(Questions on the material)
1. In the passage on suffering and presidential greatness, what would the world be full of if suffering automatically produced greatness?
2. Pick up the passage on suffering and greatness after its last line and carry it on.

(Passage)
+ + + + + + +
The four are among our most successful presidents, leaving the nation fundamentally and forever transformed by their terms in office. Ms. Kearns Goodwin ponders, four times in four presidential lives, a question that is often posed: Does suffering forge greatness?
By itself, suffering is no gateway to greatness. Yet it’s hard to find titans of history who didn’t know great sorrow.
Put that way, the answer is no. All human beings suffer, many in ways more profound than any presidential candidate. If suffering automatically produced greatness, our world would be full of giants. Clearly, there is some infusion of vigor, what we would call a grace, which allows some to experience suffering itself as a source of strength.
St. Luke is not writing a Kearns Goodwin chapter on initial setbacks when he tells us of Jesus entering a synagogue, early in his ministry, only to encounter a rejection that would have ended many a political career.
They rose up, drove him out of the town,
and led him to the brow of the hill
on which their town had been built,
to hurl him down headlong (4:29).
+ + + + + + +
[Dataset entries]
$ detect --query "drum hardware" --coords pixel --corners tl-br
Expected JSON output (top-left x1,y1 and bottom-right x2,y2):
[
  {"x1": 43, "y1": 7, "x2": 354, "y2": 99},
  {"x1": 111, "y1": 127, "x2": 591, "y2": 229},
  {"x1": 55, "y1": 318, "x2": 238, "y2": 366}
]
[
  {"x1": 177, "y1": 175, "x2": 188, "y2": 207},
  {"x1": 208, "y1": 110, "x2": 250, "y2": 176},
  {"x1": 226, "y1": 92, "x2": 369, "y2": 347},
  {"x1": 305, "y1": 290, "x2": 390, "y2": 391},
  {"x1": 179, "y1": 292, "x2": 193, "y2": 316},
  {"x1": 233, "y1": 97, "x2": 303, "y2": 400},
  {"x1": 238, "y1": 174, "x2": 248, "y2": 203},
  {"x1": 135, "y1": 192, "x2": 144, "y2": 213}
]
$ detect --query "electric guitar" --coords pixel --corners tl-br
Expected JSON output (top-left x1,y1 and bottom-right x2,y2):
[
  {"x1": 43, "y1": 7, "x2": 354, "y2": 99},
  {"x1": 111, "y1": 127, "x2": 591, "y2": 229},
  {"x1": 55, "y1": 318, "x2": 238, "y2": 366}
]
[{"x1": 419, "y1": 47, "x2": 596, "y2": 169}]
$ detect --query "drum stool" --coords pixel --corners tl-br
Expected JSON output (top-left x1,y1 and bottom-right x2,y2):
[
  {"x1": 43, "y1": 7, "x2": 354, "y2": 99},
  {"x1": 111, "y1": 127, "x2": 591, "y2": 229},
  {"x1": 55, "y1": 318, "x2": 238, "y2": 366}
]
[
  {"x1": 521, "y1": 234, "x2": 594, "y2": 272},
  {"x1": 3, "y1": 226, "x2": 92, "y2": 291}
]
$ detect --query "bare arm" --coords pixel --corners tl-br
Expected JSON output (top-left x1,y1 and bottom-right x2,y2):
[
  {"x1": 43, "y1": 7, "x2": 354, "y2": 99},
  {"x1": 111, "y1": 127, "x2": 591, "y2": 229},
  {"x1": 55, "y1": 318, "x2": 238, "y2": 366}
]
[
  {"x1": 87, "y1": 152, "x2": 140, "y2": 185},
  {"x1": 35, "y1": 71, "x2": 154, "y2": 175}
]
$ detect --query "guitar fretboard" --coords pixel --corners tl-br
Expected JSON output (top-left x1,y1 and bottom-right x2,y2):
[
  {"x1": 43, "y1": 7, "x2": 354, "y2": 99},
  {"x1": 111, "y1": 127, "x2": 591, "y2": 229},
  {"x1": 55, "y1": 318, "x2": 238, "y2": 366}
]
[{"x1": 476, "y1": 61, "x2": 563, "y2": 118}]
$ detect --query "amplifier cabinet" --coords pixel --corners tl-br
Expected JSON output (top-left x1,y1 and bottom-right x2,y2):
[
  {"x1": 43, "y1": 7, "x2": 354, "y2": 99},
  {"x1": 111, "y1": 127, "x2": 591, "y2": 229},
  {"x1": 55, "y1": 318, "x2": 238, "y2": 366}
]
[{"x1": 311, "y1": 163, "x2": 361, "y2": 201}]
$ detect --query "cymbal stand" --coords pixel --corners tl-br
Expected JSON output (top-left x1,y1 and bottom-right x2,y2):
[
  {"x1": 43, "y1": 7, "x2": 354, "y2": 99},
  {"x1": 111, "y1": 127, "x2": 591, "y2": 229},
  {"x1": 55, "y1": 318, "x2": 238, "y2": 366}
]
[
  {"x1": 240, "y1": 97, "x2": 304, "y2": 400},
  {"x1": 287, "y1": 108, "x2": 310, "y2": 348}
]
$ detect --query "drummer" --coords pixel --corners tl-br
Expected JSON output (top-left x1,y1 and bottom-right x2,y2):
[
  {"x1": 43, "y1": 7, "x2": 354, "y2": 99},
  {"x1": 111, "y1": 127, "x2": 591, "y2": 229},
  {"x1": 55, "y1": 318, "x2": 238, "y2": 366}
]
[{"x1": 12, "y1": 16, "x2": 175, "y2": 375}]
+ + + + + + +
(Results of the tasks)
1. Giants.

2.
Luke’s point is not that Jesus must first be transformed by suffering before he can offer to his people what they truly need. No, Luke wants us to understand that if one approaches Jesus in the wrong way, with the wrong attitude, one will never see him as the savior. “Do here in your native place the things that we heard were done in Capernaum” (4:23). If you approach Jesus as one more issue to be mastered, pro or con, one more item in a world that ceaselessly demands our attention, then you will never know him as the Christ.
The experience of grace is synonymous with the recognition that we are not alone, that someone other than we, speaks within us, offering strength.
Consistently in his Gospel, Luke suggests that Christ can only be known in faith. For Luke, faith is a form of knowledge, which so often comes to us when we are low to the ground, on our backs, unable to raise our heads. In this Gospel, an unlettered maiden, not a learned priest, says “yes” to the initiative of God. In this Gospel, shepherds, who have time on their hands, behold the beginning of salvation in Bethlehem. Luke’s Zacchaeus is short in stature, physically and morally, but he knows enough to climb a tree. And only Luke gives us “the Good Thief,” who steals heaven at the last moment of life, on a cross next to Jesus.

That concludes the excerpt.